Data pulled from a collection:

□ □ □ □

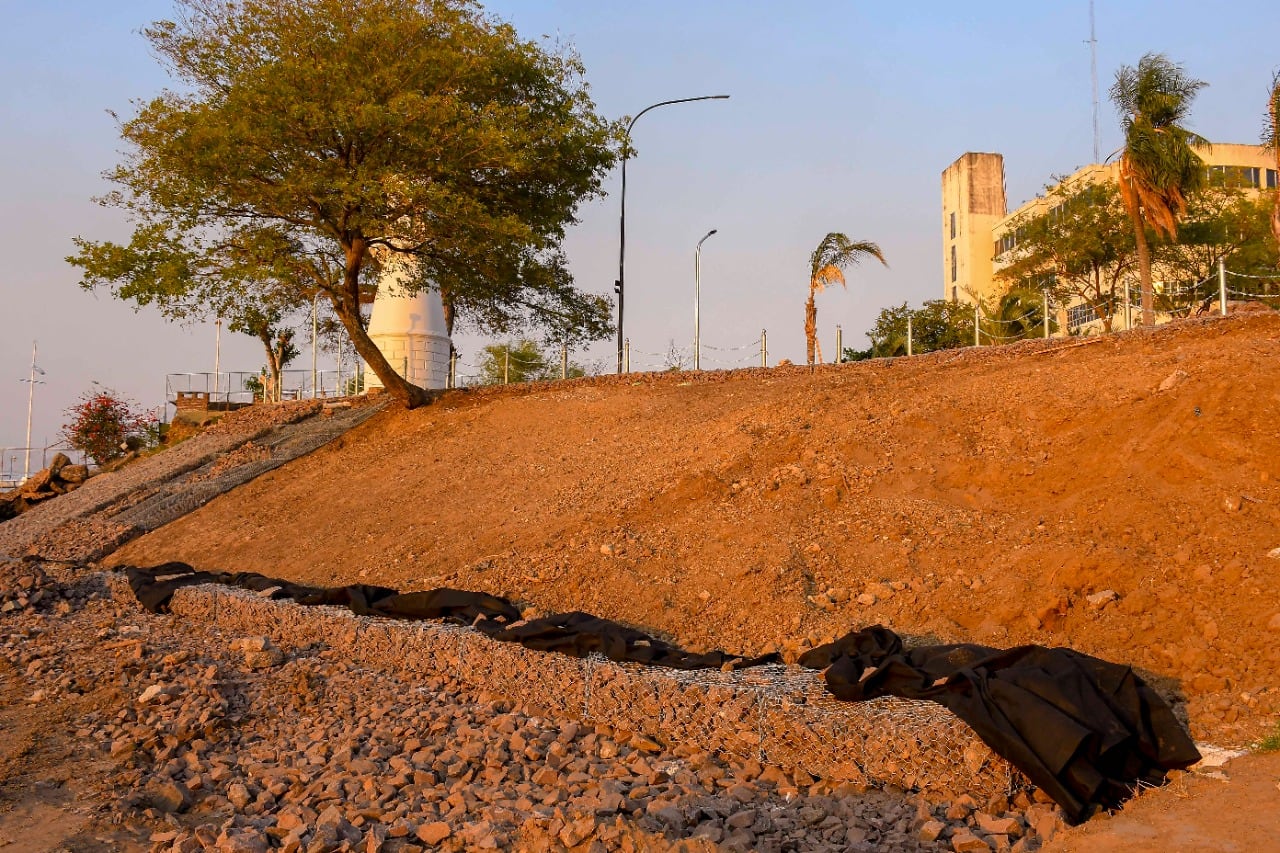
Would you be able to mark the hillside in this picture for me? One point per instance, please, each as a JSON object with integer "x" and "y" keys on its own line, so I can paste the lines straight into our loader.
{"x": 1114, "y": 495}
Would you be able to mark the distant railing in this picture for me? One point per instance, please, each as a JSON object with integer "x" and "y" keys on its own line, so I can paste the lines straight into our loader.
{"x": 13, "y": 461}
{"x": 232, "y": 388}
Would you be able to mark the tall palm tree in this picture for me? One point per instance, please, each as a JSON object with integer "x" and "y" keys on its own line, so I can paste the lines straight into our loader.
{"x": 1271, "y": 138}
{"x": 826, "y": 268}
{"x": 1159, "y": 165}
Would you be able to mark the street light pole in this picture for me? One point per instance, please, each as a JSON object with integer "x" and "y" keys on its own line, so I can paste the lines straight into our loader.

□ □ □ □

● **GIVEN PROBLEM**
Update the entries above by changing every "loader" to "importer", keeping everything else as it is. Leave the pictures out of your answer.

● **OUTPUT BELOW**
Would you be able to mark the hillside in this picture for me? One point per instance, please, each as a JSON object with integer "x" and "y" keys on its own line, so I can paste the lines straight into our importer.
{"x": 1114, "y": 495}
Would you be able to mark the distant railing in this picture for me? One point per instance, please, each as a JSON object with integer "x" and "y" keys on its own line, so I can paste the lines straight into our importer.
{"x": 13, "y": 461}
{"x": 232, "y": 388}
Would you be able to mark the tall palm tree in this picture for me? One point per instance, please, each as a JSON object with integer "x" and "y" keys on its own line, so I can paste the lines straight into our importer.
{"x": 1271, "y": 138}
{"x": 826, "y": 268}
{"x": 1159, "y": 165}
Would you be able to mark the street light pole in this picture for me? One point per instance, please, each as a JSON object with integer "x" and "y" keys on its own line, so I can paste the lines straight into our importer.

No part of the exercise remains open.